Rows:
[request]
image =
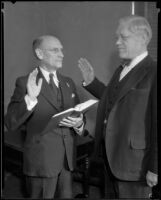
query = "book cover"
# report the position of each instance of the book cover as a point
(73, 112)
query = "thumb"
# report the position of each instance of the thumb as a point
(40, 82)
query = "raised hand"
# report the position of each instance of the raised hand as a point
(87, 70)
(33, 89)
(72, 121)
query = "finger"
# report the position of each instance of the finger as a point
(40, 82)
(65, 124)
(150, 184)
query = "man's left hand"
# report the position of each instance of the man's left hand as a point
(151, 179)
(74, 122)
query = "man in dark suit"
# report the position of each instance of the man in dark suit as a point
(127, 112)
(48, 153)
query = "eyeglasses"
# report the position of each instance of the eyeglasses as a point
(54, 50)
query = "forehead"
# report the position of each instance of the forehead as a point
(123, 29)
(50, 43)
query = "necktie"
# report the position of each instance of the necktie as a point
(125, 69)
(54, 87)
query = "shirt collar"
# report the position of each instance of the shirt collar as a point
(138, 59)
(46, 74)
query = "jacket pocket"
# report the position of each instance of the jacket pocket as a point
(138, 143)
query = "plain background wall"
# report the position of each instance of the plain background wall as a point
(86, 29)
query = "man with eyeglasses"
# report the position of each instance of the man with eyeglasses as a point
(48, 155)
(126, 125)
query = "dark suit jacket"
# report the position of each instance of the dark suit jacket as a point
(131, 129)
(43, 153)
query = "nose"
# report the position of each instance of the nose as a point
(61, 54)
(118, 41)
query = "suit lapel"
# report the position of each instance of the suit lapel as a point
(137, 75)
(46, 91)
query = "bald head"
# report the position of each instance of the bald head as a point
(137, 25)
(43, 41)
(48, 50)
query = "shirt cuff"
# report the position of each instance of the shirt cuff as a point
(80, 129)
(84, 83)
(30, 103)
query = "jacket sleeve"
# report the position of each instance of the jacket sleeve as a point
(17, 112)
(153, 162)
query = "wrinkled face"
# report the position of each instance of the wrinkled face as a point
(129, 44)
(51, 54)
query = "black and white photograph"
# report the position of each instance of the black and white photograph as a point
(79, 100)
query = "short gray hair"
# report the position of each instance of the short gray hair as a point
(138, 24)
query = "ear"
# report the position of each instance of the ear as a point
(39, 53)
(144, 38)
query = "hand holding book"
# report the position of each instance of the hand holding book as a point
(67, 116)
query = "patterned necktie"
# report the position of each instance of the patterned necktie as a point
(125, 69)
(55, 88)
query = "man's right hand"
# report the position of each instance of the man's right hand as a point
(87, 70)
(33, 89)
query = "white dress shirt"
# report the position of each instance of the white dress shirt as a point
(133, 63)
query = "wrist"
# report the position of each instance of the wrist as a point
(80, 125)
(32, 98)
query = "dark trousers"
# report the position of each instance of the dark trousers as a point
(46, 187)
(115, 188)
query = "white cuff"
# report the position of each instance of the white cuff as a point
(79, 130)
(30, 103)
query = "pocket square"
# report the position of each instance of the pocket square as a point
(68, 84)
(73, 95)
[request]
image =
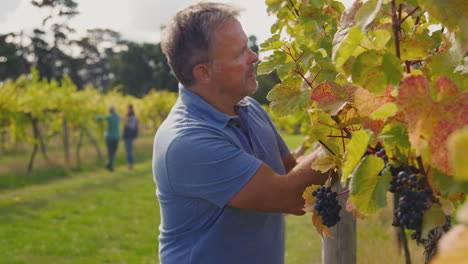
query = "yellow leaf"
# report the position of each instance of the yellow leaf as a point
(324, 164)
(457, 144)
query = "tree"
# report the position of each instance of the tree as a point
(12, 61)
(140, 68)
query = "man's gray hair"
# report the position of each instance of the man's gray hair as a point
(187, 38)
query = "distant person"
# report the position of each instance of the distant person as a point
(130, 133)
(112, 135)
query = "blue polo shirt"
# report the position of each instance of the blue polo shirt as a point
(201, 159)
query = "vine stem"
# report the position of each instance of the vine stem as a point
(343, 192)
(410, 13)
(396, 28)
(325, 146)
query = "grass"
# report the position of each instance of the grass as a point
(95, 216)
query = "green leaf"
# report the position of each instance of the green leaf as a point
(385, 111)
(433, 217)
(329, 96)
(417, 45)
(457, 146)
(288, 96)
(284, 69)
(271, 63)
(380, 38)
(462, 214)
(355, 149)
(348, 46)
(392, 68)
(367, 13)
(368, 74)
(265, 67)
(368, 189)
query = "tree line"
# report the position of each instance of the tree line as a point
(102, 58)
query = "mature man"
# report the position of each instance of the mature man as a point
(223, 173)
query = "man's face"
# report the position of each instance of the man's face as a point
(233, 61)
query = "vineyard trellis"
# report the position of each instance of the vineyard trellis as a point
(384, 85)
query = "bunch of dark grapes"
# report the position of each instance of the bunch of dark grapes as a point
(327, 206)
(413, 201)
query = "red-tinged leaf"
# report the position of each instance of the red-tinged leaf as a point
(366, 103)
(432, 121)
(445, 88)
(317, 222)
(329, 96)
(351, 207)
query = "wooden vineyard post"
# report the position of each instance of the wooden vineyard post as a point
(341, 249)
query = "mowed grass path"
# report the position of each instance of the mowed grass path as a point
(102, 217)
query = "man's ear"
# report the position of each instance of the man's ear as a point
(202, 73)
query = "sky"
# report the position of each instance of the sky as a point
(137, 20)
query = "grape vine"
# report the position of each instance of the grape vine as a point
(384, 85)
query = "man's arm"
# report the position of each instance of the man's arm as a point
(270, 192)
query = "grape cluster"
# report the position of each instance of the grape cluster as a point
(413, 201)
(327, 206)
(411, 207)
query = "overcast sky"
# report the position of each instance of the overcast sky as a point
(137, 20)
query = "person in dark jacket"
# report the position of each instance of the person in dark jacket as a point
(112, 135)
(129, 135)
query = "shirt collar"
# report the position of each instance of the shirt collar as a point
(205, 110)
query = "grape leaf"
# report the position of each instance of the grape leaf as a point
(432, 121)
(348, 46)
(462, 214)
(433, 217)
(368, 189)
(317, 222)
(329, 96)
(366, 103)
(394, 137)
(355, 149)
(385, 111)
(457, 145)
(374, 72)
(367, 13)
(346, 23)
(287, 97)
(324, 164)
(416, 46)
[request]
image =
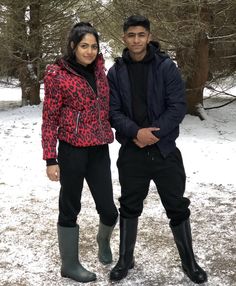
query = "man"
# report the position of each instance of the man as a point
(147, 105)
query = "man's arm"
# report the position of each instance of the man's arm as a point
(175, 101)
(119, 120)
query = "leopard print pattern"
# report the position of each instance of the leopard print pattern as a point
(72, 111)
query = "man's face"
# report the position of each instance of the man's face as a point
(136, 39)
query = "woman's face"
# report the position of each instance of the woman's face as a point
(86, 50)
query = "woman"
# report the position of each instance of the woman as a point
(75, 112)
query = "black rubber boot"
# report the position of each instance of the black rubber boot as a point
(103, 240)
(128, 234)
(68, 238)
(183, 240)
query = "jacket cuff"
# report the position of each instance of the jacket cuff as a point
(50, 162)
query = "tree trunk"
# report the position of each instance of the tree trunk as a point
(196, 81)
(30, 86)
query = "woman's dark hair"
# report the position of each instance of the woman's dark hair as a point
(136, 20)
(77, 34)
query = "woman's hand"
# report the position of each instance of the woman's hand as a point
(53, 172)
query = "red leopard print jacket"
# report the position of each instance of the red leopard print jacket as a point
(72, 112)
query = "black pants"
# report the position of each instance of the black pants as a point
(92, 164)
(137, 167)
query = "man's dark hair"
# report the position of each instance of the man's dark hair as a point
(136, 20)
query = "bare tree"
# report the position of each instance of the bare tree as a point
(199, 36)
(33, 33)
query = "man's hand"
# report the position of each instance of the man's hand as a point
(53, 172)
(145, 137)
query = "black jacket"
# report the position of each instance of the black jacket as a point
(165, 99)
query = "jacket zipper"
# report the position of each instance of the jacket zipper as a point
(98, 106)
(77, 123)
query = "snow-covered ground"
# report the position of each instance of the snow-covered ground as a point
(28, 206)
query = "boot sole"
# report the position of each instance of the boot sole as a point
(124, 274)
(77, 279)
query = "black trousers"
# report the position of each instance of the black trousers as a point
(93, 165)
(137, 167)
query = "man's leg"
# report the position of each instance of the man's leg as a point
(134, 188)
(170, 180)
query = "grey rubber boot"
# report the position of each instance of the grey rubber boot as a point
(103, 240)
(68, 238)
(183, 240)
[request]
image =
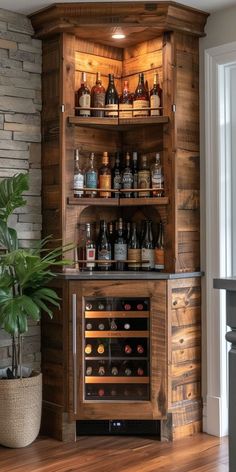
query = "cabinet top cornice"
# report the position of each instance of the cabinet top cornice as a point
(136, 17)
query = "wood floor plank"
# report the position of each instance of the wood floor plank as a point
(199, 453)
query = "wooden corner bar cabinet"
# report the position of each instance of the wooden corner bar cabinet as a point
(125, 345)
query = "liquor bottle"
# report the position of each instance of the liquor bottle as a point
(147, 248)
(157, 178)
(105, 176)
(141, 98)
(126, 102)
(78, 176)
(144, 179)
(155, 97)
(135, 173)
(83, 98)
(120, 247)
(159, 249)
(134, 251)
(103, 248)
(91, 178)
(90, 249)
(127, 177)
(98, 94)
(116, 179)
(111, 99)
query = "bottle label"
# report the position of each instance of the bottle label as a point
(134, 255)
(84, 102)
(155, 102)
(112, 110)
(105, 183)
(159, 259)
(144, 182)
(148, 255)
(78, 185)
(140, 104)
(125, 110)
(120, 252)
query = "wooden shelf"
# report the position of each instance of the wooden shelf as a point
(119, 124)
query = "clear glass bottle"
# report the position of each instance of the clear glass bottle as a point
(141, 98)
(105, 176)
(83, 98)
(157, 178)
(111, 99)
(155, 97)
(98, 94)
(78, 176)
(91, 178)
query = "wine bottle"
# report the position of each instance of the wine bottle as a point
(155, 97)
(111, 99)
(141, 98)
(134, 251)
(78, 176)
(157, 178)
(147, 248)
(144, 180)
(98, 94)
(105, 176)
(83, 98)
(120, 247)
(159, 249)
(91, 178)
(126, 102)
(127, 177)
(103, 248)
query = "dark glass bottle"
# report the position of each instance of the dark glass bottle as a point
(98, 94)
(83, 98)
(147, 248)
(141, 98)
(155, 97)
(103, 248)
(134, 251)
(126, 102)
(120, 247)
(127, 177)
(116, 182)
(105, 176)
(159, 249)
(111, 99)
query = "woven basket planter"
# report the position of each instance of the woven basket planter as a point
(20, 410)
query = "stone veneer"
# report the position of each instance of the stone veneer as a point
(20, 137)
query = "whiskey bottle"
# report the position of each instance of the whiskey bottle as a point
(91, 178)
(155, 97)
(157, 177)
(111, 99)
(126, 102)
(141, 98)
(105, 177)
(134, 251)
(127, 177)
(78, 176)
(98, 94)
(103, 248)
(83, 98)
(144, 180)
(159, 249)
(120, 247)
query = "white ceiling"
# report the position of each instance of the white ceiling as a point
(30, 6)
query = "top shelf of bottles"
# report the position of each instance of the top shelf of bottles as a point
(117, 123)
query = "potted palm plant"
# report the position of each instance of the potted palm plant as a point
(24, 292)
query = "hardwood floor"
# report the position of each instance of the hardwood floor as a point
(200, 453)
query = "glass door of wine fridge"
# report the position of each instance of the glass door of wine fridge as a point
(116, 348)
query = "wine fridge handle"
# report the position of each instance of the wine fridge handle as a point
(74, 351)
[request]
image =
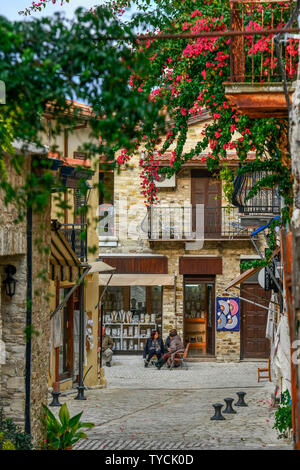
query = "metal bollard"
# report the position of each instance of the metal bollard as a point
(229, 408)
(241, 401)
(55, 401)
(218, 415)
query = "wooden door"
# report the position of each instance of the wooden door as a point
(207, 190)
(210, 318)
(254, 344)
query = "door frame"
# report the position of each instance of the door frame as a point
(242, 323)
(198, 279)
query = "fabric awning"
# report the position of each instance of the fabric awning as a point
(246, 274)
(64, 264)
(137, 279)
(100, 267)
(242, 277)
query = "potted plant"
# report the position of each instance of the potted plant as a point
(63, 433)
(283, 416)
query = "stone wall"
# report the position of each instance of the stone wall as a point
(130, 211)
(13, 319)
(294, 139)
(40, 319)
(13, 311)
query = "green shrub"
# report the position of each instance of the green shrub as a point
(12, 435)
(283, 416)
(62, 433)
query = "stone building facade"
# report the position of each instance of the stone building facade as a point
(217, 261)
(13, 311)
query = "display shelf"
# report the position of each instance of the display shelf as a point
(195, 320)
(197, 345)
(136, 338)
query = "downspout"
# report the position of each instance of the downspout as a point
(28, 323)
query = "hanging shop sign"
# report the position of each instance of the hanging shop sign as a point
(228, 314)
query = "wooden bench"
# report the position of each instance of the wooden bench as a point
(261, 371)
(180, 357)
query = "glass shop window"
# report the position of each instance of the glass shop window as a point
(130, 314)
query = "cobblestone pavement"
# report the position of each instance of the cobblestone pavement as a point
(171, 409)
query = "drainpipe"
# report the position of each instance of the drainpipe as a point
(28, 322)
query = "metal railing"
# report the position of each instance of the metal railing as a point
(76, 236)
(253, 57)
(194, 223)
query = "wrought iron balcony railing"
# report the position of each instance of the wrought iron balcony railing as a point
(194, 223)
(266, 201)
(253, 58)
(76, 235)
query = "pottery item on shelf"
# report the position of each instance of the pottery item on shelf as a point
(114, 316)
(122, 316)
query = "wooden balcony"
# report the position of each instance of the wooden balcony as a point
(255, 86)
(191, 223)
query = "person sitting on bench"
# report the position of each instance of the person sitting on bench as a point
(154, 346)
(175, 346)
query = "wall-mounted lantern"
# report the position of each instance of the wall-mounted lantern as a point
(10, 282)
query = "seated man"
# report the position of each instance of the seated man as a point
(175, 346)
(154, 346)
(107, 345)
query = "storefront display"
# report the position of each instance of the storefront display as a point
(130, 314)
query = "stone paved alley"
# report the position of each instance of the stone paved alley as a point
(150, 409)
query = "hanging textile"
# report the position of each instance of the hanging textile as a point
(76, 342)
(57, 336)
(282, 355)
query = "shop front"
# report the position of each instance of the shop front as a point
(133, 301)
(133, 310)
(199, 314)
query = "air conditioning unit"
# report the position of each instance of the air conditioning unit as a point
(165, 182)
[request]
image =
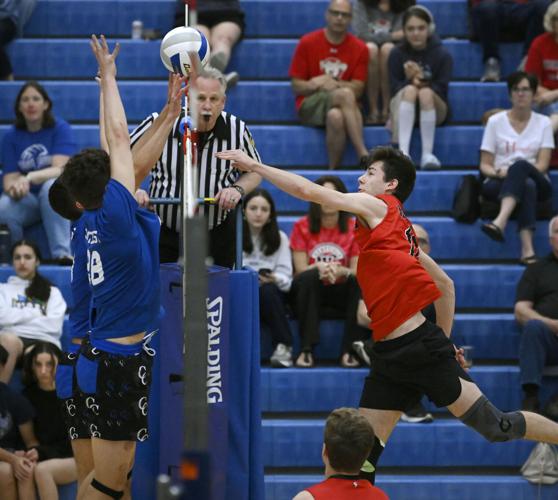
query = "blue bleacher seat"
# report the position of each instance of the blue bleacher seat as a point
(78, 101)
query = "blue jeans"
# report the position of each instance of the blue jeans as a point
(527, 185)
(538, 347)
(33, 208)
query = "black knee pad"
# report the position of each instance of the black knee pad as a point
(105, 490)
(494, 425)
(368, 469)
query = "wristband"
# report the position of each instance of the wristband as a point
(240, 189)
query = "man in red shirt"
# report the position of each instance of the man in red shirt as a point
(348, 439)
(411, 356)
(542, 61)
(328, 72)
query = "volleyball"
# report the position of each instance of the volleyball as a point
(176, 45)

What the exercise asks: Report every line of the records that contains the string "floor", copying each one in full.

Correct answer:
query = "wood floor plank"
# report the position of each instance of the wood floor plank as a point
query = "hardwood floor"
# report the position of each instance of the hardwood floor as a point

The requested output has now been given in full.